# Melys at 14 weeks



## Seren (Apr 22, 2005)

Heres some pics of Mel taken on the beach across the road from my house last night.


----------



## Seren (Apr 22, 2005)

More


----------



## JOLIE'SMOM (Jul 15, 2005)

Pretty baby! Pretty background too! What kind of harness i that? Where do you get one? Jolie is so small now, but i will be needing things like that soon!


----------



## carmella chihuahua (May 16, 2005)

hi,your baby is beautiful!and very good photographs!artistic!my coco has the exact same harness!i luv it!i real attenchion grabber!


----------



## chihuahua-lady (Apr 13, 2005)

awwww seren she looks sooooo sweet to cute any pics of her in her sweater!hint hint lol but seriously she looks great


----------



## Seren (Apr 22, 2005)

Thanks i was so please with the pics  
Jolies mum the harness is from ebay and can be made very small. :wink:


----------



## luv4mygirls (Feb 20, 2005)

the first and third pic is like a postcard! very nice!


----------



## Seren (Apr 22, 2005)

Hi Vicki! Ill get my bf to take Mels pic wearing the pink top, when i see him next .... hes the photographer - not me :shock: :lol:


----------



## mychisangel (May 6, 2005)

What fabulous photos and she is adorably beautiful.


----------



## Boogaloo (Mar 27, 2004)

Mel is beautiful - love the coloring!


----------



## MYCHIBABY (Apr 26, 2005)

What a cutie. Great pics.


----------



## Rachael Polachek (Feb 19, 2005)

Awesome pics! What a perfect little angel she is. Breathtaking.


----------



## nabi (Nov 25, 2004)

Beautiful little girl in a beautiful setting !


----------



## Jayne (Jul 8, 2005)

Wat a little sweetie , really gorgeous pics x

:wave:


----------



## Seren (Apr 22, 2005)

Awww thank you all! She really is a little love and so good!


----------



## nikki&paris (May 30, 2005)

WOW! :shock: Those photos are amazing. Beautiful!!

###

Your tasks>
(A) In the forum thread about Mel at 14 weeks, where did Seren get Mel's harness?
(B) Write the next part of the forum thread about Mel's 14-week photos, continuing after its last post.

Data shown>

###

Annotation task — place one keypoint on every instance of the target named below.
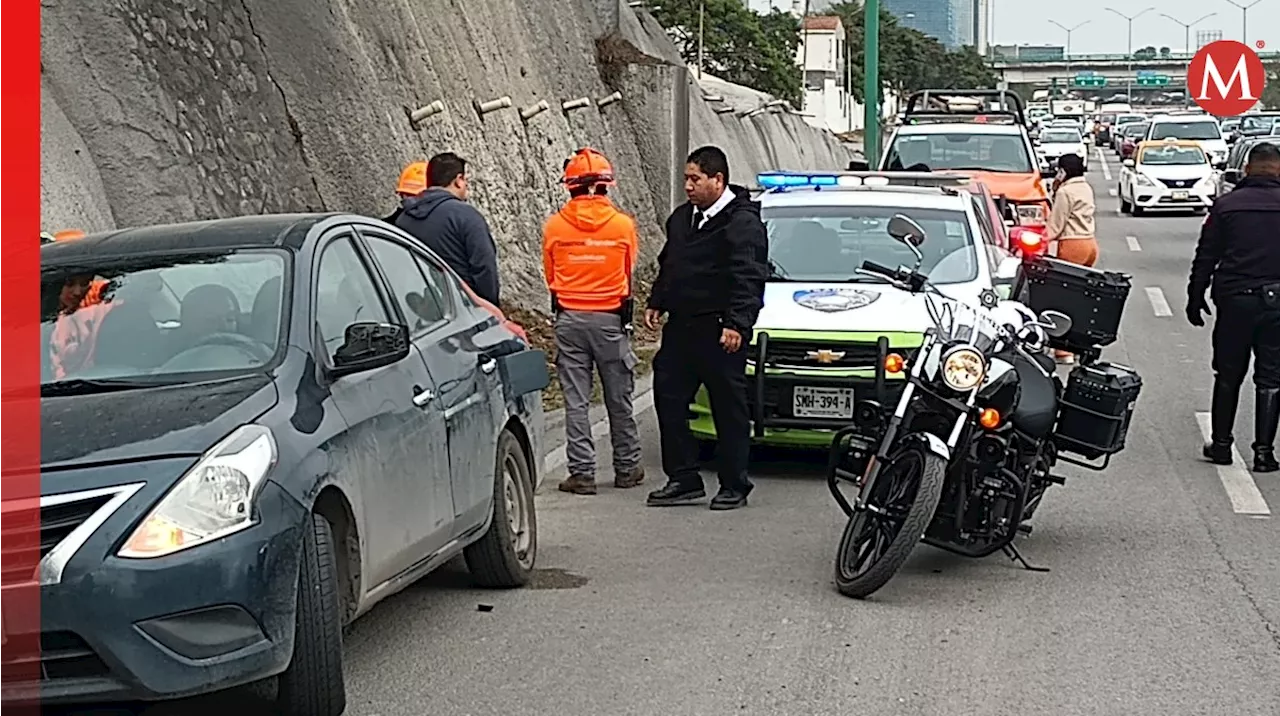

###

Written answers>
(A) On eBay.

(B)
----------



## SC (Oct 15, 2004)

She is beautiful and so is the setting!


----------



## fizzy n kirbys mum (Jan 17, 2005)

so sweet , she is just a little angel


----------



## sullysmum (Mar 6, 2004)

Shes beautiful!! The harness looks great too.Have you taken her out in the kittiwalker yet and has Tina seen her pictures yet?


----------



## Seren (Apr 22, 2005)

Yes shes been out to town in it and got loads of attention :lol:  Sending Tina the pics later :wink:


----------



## sullysmum (Mar 6, 2004)

And we dont get pictures of your outing in the kw,aaarrrgghhhhhhhh


----------



## stefanie_farrell (Jan 11, 2005)

wow mels a star... look at her shes so elegant..
xxxxxx


----------



## Gadget's Mom (Jan 14, 2005)

Mel is beautiful


----------



## xfayex (Apr 4, 2005)

the surroundings are wonderful - fantastic pictures! gorgeous little puppy! pretty harness too!


----------



## KJsChihuahuas (Jan 6, 2005)

great pictures!!! She is beautiful!!!


----------



## luvmydogs (May 13, 2005)

Mel is adorable. I loved the pics. Keep them coming.

Leslie


----------



## CooperChi (Dec 16, 2004)

THose pictures are beautiful! What a cute puppy!!


----------



## OzzyAndLilysMom (Mar 9, 2004)

oh wow those pics are amazing and you have a cute model


----------



## 8batch (Mar 11, 2005)

Those pics are soo beautiful. She is and excellent model and background not so bad either. Beautiful pics.


----------



## ilovesadie (Jun 1, 2004)

Mel is just gorgeous! She looks like a beach model. How cute!


----------



## sadiesma (Oct 13, 2004)

what a perfect princess! love the harness!


----------



## Roie (Jul 19, 2005)

aww i love her she is very cute!


----------



## xx-nathalie-xx (Jan 10, 2005)

what a darling :shock: i have that harness too in pink and blue :wink: it's so cute

kisses nat


----------



## Auggies Mom (Jun 9, 2004)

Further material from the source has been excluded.